TASK TO COMPLETE:
Copy out every line, starting at the first line of the rows and ending at the line containing "pixel 308 227", including the requests and both end lines. Scale the point coordinates in the answers by 1.25 and round them to whole numbers, with halves rounded up.

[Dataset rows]
****************
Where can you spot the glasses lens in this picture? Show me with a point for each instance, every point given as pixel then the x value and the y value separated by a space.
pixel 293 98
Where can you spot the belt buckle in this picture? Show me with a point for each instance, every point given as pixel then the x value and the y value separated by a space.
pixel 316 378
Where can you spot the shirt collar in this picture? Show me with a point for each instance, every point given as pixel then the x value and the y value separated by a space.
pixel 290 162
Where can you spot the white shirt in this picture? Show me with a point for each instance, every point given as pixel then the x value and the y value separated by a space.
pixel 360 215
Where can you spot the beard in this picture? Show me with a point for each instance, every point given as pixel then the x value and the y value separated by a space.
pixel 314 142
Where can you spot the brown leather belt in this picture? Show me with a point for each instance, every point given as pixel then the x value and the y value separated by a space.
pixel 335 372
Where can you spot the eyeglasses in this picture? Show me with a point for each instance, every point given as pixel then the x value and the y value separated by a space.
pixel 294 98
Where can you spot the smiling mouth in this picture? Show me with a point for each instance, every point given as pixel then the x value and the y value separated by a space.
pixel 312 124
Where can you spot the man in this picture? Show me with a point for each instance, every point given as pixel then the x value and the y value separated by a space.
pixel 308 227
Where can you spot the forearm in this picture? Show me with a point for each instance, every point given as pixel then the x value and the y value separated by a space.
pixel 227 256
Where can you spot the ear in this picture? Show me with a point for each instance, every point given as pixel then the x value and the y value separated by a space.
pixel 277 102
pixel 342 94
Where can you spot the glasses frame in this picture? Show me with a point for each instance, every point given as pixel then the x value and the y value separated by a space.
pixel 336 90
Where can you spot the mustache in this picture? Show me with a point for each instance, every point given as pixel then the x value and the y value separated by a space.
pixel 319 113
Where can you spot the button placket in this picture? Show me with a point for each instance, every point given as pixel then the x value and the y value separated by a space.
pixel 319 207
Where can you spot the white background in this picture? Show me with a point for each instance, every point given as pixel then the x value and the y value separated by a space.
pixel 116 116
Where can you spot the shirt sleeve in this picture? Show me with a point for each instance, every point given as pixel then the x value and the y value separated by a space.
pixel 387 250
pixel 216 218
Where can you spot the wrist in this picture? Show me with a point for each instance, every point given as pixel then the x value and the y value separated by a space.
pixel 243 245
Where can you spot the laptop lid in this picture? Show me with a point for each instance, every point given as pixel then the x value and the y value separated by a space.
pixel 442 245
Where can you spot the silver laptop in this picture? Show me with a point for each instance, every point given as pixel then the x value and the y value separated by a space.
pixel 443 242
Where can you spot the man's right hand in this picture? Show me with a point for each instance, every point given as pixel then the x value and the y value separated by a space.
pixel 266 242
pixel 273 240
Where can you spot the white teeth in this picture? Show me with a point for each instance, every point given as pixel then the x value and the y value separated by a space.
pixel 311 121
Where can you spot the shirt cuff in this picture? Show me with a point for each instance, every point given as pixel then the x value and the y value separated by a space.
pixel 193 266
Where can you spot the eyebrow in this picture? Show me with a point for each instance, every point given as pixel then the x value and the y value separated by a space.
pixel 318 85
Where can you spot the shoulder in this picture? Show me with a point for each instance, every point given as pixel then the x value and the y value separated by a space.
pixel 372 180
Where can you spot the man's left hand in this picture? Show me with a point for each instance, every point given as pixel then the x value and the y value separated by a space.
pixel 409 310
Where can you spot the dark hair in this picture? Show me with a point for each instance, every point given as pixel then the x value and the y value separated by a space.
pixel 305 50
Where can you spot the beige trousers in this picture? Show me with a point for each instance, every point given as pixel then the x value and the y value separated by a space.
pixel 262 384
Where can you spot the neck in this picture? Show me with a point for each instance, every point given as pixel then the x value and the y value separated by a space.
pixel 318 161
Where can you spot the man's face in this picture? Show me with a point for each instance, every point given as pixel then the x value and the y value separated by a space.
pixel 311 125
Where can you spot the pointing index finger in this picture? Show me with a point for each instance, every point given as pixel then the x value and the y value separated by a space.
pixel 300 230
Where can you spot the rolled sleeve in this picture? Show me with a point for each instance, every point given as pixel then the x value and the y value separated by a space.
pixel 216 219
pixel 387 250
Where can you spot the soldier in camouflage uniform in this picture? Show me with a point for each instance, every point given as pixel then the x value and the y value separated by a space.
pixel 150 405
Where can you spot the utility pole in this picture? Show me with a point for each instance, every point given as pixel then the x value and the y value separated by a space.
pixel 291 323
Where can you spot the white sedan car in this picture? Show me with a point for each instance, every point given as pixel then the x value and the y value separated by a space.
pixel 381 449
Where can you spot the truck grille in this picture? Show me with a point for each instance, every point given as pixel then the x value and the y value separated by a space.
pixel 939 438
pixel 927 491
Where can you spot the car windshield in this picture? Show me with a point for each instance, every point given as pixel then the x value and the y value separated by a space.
****************
TASK SOLUTION:
Where can you spot the glasses lens in this picture? Show me with a point for each instance, every point given as pixel then the x value and the y value separated by a space.
pixel 366 123
Where can you spot the belt buckle in this picture? Show me with a point for each instance, every point given as pixel then the x value and the y value separated by a space.
pixel 395 473
Where can you spot the shirt collar in this picture? Show me with a point for each instance, every point given as pixel then the x value and the y value separated by a space.
pixel 363 203
Where can you spot the white shirt in this picture? Show me with a point for each instance, every point given as pixel then the x value and the y value separated by a space.
pixel 450 269
Where can you spot the beard in this picture? Show me with a point for each instance, every point given as pixel then the x value and the y value separated by a space.
pixel 393 178
Where can you spot the brown leather belt in this picture? Show me with a point for each instance, every point given as pixel then the x value and the y value separated by a space.
pixel 419 465
Where can you spot the eyeglasses in this picture? Show me with a point for each instance, every point given as pixel then the x value and the y value separated by a space.
pixel 368 123
Where can you spot the smiling mouth in this picture? Show me with a point for each instance, every point given as pixel then the x value and the y value separated by a space.
pixel 390 155
Where can you spot the man in this picture? Show me with a point for each instance, every point given as pixel then the x value and the y value separated by a space.
pixel 385 284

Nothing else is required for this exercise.